▸ **TEXTE DU DOCUMENT**
——

Le ministre de la Défense, Oleksii Reznikov, est moins menacé que le président Zelensky ; mais les services ukrainiens ont, il y a peu, déjoué une tentative d’assassinat, en plein Kyiv, contre lui ; et c’est dans un lieu secret qu’il reçoit, ce matin, ses visiteurs.
Un officier d’ordonnance nous attend au bout d’une longue allée, très verte, très arborée ; il a juste le temps de nous mener jusqu’à un plan d’eau, sorti d’un paysage de Taras Chevtchenko, où le dernier homme que l’on s’attend à rencontrer est le chef d’une armée en guerre ; et le voilà qui surgit, presque ponctuel – tête rasée et ronde qu’allonge un bouc blanc bien taillé, yeux rieurs, silhouette filiforme qui se déhanche pour la photo de groupe que nous faisons avec l’ordonnance et Iryna Zolotar, sa conseillère. Aussitôt, le mot pour rire :
« Alors, vous êtes revenus pour la victoire ? »
Et, sans tarder, une salle de réunion aux fenêtres obturées par des sacs de sable, un déjeuner improvisé – et la conversation s’engage.
Son histoire ? son passé ?
Il s’esclaffe.
« Pas de passé. J’étais avocat. Spécialiste en arbitrage. Et jamais de ma vie je n’aurais imaginé me retrouver un jour ici, à la tête d’une des meilleures armées du monde. »
N’a-t-il pas fait équipe avec Vitali Klitschko, maire de Kyiv ?
« Oui. C’était au lendemain du Maïdan. La révolution de la dignité. Mais savez-vous de quoi je m’occupais ? L’Eurovision. La Ligue des champions. Et le vote électronique. Pas très militaire… Au bout de deux ans, j’ai arrêté. Je suis revenu à ce qui m’intéressait vraiment. La plongée sous-marine. Les livres de Jules Verne et de Jack London. Les films américains pour apprendre l’anglais. Mes racines juives par mon père. Et ma firme d’avocat. »

——

▸ **ÉNONCÉ 1**
Recopiez le passage du texte sur le ministre ukrainien de la Défense qui commence par les mots « Un officier d’ordonnance » et se termine par « la conversation s’engage. ».

——

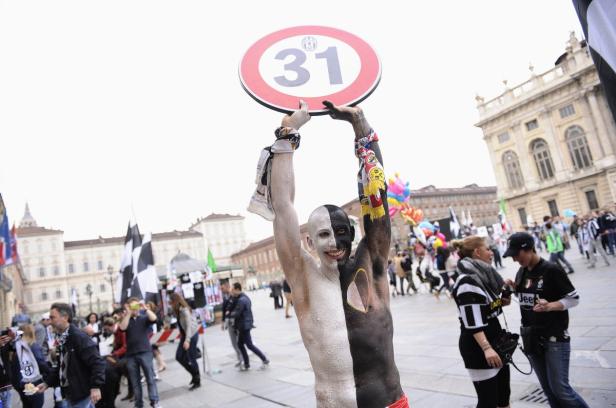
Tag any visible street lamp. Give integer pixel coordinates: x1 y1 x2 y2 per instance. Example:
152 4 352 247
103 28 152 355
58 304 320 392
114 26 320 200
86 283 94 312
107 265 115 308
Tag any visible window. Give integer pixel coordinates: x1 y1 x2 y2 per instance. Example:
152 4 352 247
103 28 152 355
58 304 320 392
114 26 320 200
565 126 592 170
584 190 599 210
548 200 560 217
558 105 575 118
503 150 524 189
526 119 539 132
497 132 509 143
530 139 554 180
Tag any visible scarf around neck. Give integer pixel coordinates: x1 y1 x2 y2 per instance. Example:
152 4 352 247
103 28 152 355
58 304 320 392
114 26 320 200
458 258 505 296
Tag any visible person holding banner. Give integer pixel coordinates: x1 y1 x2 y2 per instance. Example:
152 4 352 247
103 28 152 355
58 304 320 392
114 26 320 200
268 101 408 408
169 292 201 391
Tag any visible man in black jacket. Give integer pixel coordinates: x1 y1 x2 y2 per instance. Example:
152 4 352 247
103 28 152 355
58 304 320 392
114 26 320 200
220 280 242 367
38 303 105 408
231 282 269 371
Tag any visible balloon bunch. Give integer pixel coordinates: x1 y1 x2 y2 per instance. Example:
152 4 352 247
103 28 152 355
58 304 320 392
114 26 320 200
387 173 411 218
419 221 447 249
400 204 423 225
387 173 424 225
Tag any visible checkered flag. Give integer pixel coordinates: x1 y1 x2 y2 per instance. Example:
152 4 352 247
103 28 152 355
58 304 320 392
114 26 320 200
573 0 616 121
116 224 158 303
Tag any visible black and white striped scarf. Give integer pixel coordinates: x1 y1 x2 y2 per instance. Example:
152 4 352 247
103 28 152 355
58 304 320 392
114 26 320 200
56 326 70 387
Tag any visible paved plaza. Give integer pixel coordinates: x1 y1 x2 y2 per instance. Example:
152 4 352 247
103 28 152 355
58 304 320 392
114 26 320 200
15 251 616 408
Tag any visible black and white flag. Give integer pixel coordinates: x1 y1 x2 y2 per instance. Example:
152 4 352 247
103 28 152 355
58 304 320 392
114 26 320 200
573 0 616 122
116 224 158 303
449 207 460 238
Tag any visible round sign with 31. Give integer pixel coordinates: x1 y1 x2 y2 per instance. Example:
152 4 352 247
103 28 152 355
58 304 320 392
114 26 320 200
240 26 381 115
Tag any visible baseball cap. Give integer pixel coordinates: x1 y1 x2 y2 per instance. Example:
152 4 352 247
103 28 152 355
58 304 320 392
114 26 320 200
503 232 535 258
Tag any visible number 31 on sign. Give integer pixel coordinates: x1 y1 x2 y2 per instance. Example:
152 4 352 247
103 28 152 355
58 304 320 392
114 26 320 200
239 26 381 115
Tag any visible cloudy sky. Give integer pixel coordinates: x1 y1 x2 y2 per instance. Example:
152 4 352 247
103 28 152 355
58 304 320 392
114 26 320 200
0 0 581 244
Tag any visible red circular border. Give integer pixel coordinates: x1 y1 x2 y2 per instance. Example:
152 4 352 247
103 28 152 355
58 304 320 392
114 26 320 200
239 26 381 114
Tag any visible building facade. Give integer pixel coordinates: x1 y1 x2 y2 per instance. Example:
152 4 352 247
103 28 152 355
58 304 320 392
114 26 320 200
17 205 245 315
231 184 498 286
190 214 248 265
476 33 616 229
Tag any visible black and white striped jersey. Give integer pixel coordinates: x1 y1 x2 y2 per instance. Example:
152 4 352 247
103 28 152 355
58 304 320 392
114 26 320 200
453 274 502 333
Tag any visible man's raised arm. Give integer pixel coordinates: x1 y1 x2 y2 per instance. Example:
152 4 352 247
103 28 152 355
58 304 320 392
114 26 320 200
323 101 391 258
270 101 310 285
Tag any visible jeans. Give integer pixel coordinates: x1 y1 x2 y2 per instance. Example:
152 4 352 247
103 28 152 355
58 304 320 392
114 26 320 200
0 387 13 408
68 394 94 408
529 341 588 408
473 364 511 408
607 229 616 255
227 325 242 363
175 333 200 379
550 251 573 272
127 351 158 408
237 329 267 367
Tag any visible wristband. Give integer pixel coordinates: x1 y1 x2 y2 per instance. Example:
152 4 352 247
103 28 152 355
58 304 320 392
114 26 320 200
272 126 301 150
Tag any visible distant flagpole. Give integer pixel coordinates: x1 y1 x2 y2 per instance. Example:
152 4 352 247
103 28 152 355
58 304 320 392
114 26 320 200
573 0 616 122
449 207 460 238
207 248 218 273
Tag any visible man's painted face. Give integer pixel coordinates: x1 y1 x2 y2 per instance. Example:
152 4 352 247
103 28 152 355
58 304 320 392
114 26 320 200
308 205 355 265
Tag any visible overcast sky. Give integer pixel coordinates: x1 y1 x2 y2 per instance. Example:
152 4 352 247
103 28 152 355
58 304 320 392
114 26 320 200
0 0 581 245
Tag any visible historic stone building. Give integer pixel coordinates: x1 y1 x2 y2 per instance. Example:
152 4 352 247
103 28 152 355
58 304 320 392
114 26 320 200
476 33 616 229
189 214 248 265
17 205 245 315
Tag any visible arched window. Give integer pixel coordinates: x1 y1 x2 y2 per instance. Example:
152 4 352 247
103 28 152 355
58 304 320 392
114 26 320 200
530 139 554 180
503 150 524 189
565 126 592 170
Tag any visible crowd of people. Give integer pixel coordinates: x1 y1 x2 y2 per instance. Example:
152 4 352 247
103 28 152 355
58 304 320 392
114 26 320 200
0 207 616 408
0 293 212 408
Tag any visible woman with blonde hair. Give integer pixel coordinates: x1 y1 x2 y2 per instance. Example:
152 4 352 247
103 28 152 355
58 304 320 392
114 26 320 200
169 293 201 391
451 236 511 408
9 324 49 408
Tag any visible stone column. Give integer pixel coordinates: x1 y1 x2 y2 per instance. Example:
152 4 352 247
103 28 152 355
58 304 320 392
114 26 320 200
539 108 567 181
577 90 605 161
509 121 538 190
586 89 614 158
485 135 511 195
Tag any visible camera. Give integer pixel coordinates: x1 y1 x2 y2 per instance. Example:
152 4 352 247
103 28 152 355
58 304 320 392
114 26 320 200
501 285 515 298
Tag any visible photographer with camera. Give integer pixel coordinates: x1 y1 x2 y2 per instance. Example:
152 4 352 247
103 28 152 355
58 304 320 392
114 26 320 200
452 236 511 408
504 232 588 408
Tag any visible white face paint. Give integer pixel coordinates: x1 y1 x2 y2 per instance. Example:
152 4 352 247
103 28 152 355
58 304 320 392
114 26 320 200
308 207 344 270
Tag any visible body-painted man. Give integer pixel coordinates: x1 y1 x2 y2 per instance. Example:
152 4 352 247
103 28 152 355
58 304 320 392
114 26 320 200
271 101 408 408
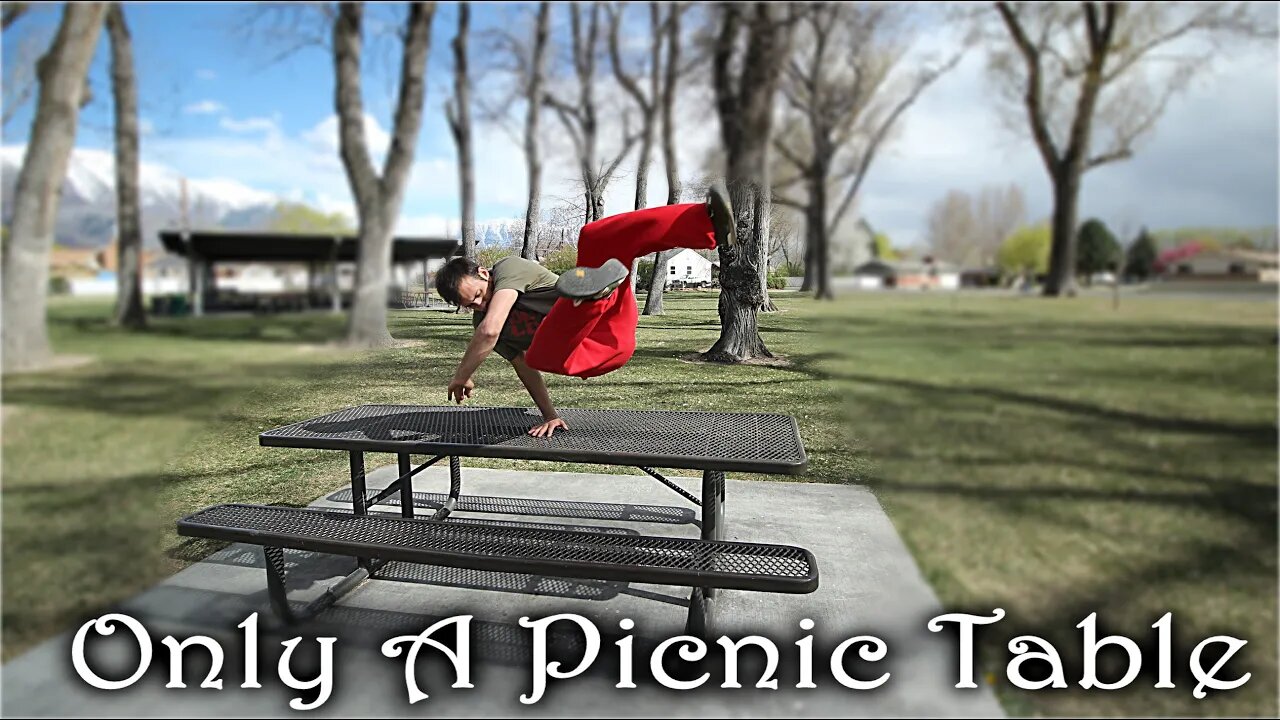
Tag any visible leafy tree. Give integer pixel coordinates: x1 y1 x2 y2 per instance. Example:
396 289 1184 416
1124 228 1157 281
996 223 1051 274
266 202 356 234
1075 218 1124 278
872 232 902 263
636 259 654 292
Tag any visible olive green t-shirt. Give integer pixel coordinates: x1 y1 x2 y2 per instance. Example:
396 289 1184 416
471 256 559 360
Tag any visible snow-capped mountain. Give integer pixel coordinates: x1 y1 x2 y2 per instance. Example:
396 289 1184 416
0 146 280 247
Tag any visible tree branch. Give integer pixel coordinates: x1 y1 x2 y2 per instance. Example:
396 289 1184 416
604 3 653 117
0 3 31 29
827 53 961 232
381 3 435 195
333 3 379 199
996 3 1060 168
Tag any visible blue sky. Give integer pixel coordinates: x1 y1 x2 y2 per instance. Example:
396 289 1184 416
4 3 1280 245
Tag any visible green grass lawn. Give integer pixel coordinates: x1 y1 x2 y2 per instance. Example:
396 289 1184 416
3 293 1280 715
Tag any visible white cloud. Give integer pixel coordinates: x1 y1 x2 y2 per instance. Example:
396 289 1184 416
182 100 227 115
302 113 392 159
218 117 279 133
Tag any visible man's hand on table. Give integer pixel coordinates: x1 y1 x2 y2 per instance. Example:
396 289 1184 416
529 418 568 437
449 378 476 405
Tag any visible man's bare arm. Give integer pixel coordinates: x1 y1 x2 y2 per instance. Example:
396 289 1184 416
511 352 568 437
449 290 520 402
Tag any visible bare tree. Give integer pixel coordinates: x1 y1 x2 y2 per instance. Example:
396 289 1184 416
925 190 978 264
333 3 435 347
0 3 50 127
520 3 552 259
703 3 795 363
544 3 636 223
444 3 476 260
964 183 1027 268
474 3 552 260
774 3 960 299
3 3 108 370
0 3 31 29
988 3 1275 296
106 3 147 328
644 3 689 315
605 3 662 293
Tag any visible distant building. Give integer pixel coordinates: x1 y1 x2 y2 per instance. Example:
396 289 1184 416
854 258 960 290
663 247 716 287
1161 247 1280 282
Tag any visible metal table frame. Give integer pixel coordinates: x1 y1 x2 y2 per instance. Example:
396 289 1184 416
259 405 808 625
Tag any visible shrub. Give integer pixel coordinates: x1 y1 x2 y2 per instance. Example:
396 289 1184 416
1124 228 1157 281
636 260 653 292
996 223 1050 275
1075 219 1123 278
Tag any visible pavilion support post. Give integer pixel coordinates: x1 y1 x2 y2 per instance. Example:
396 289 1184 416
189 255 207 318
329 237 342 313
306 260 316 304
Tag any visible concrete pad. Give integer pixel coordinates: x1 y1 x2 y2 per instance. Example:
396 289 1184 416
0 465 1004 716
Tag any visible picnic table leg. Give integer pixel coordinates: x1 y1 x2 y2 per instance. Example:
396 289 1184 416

——

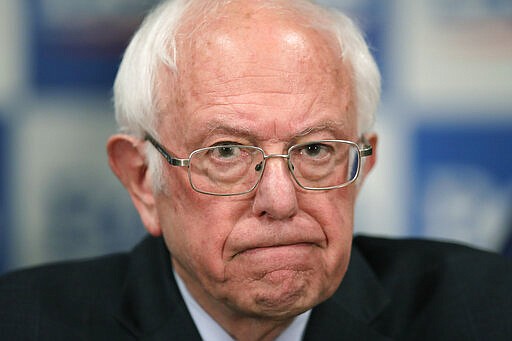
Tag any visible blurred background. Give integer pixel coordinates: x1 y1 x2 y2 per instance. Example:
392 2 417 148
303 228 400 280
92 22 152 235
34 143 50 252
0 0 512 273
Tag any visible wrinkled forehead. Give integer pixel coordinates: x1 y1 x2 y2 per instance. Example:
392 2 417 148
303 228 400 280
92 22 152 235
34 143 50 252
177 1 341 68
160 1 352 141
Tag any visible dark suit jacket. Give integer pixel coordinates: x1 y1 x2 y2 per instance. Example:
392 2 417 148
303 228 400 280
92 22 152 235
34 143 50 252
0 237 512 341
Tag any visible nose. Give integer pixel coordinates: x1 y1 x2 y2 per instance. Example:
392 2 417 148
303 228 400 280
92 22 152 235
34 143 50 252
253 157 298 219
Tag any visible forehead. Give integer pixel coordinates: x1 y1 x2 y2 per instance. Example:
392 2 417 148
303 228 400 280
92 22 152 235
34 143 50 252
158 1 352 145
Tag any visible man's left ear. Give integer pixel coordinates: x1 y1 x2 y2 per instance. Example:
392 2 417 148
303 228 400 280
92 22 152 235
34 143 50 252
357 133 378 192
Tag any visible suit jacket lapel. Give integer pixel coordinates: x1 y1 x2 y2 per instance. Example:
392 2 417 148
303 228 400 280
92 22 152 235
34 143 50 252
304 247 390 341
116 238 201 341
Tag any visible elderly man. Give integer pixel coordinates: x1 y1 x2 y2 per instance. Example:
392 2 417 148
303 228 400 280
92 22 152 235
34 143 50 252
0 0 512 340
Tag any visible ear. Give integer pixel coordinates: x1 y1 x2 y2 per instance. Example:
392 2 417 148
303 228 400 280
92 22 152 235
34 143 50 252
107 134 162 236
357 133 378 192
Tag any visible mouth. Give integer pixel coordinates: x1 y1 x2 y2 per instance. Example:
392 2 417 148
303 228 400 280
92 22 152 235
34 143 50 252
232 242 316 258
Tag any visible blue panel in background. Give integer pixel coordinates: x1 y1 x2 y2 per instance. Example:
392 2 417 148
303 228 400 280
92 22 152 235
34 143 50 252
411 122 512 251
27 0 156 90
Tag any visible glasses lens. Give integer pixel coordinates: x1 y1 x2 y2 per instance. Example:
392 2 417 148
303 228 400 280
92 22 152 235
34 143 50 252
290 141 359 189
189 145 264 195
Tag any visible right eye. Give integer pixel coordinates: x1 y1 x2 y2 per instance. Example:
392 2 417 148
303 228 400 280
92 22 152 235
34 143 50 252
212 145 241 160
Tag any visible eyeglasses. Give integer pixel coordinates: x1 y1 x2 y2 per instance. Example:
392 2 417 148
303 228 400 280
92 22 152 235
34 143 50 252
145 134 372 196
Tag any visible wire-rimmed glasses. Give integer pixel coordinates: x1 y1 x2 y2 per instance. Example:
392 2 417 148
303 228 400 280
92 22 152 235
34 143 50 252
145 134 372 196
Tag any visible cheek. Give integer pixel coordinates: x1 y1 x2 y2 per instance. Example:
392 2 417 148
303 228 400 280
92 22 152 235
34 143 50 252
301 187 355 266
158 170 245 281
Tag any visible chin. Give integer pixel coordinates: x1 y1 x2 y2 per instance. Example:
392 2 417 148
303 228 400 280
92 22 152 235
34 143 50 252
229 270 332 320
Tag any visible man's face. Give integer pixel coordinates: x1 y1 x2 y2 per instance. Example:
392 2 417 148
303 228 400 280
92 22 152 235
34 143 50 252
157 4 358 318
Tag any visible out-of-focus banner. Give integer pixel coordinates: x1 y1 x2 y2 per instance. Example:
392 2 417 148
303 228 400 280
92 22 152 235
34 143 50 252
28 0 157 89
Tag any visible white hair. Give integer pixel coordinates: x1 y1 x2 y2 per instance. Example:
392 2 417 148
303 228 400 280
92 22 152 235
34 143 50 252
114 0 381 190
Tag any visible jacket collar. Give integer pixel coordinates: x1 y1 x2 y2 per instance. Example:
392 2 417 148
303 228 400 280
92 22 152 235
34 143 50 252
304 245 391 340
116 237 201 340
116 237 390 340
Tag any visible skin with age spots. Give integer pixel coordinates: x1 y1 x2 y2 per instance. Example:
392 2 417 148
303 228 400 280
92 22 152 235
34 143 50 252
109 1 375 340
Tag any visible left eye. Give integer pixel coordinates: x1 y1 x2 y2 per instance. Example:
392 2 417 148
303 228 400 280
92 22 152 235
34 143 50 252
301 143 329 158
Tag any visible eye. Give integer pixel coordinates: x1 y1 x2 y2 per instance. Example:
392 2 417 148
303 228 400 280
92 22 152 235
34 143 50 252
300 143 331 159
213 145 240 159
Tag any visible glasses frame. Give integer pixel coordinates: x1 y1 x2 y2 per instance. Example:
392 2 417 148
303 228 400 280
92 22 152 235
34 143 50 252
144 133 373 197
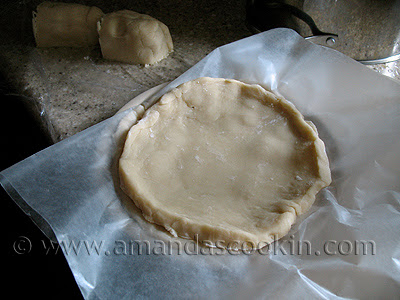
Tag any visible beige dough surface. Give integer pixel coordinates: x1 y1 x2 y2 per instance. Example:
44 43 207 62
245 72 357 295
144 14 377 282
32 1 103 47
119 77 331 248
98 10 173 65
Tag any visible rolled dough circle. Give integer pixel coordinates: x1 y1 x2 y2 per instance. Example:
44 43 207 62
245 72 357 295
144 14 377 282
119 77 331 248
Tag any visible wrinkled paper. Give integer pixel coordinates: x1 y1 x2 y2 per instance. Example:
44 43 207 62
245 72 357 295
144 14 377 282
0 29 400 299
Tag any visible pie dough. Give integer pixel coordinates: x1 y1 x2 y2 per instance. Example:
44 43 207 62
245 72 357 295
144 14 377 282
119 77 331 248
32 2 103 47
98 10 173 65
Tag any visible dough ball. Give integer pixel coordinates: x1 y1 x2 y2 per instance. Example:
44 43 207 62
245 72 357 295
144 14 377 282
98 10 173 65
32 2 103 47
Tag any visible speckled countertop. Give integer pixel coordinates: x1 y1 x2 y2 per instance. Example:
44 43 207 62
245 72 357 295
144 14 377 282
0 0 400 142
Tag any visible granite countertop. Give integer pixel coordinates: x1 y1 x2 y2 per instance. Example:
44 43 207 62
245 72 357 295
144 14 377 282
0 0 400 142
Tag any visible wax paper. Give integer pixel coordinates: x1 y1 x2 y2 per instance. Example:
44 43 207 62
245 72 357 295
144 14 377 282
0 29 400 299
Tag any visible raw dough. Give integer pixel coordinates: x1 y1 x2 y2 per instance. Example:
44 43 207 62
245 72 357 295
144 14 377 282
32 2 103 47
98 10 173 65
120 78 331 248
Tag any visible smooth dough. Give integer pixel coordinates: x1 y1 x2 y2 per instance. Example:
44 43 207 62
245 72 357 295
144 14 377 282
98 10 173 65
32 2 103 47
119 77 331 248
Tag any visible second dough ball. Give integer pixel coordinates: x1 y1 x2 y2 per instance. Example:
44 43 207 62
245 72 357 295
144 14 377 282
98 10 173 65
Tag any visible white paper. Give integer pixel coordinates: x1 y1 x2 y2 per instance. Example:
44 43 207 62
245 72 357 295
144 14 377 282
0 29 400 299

——

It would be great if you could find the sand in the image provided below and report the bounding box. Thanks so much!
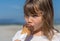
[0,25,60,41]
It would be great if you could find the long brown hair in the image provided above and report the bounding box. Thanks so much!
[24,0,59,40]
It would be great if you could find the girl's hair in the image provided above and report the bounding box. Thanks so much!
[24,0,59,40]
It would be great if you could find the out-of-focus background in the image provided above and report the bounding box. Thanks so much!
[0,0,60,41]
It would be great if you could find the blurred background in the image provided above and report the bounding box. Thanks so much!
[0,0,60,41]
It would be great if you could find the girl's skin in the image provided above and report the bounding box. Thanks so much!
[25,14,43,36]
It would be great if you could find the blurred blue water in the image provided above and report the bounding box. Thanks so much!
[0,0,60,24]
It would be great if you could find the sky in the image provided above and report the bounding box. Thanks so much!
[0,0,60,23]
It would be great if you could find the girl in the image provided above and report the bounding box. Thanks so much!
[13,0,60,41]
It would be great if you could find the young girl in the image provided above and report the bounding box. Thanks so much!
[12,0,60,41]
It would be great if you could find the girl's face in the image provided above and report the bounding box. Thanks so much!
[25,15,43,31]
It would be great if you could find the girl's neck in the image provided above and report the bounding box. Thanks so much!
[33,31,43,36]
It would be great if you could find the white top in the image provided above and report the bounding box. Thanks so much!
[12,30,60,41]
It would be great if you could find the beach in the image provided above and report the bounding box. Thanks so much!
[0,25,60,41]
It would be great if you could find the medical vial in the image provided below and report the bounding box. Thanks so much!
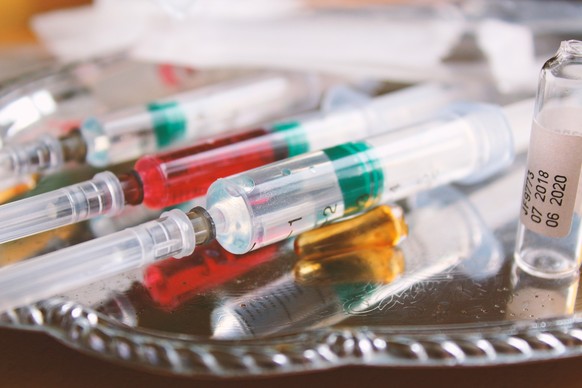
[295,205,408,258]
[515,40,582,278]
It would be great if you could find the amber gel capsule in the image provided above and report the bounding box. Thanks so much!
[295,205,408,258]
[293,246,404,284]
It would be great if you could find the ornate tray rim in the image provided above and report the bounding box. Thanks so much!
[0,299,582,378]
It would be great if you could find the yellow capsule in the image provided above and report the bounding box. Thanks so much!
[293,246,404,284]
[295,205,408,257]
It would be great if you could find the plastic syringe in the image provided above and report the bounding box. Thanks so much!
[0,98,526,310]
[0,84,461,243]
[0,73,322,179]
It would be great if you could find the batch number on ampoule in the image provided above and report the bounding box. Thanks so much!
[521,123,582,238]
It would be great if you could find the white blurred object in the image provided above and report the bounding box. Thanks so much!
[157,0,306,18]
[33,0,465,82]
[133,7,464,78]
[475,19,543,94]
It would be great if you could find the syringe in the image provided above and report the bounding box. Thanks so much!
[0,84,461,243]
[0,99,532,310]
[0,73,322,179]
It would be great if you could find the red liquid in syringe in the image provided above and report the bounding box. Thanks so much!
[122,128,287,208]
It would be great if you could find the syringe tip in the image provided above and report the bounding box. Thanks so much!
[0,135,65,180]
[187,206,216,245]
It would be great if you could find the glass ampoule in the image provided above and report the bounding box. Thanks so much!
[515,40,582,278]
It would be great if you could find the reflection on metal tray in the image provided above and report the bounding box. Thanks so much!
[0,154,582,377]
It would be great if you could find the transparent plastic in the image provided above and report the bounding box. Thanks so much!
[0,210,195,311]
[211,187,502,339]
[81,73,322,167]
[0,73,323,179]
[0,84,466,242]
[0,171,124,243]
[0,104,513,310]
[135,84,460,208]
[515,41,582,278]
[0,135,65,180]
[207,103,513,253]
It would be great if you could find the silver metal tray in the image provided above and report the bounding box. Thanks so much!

——

▸ **ÉNONCÉ 2**
Présentez sous forme de tableau Markdown à deux colonnes, N° pour le numéro de rang et Ligne pour le texte de la ligne, uniquement les lignes de la liste qui vont de celle contenant « It would be great if you could find the blurred blue » jusqu'à celle contenant « [12,30,60,41] », ces deux lignes comprises. Omettez les lignes vides.

▸ **CORRIGÉ 1**
Un officier d’ordonnance nous attend au bout d’une longue allée, très verte, très arborée ; il a juste le temps de nous mener jusqu’à un plan d’eau, sorti d’un paysage de Taras Chevtchenko, où le dernier homme que l’on s’attend à rencontrer est le chef d’une armée en guerre ; et le voilà qui surgit, presque ponctuel – tête rasée et ronde qu’allonge un bouc blanc bien taillé, yeux rieurs, silhouette filiforme qui se déhanche pour la photo de groupe que nous faisons avec l’ordonnance et Iryna Zolotar, sa conseillère. Aussitôt, le mot pour rire :
« Alors, vous êtes revenus pour la victoire ? »
Et, sans tarder, une salle de réunion aux fenêtres obturées par des sacs de sable, un déjeuner improvisé – et la conversation s’engage.

▸ **CORRIGÉ 2**
| N° | Ligne |
|---|---|
| 1 | It would be great if you could find the blurred blue water in the image provided above and report the bounding box. Thanks so much! |
| 2 | [0,0,60,24] |
| 3 | It would be great if you could find the sky in the image provided above and report the bounding box. Thanks so much! |
| 4 | [0,0,60,23] |
| 5 | It would be great if you could find the girl in the image provided above and report the bounding box. Thanks so much! |
| 6 | [13,0,60,41] |
| 7 | It would be great if you could find the young girl in the image provided above and report the bounding box. Thanks so much! |
| 8 | [12,0,60,41] |
| 9 | It would be great if you could find the girl's face in the image provided above and report the bounding box. Thanks so much! |
| 10 | [25,15,43,31] |
| 11 | It would be great if you could find the girl's neck in the image provided above and report the bounding box. Thanks so much! |
| 12 | [33,31,43,36] |
| 13 | It would be great if you could find the white top in the image provided above and report the bounding box. Thanks so much! |
| 14 | [12,30,60,41] |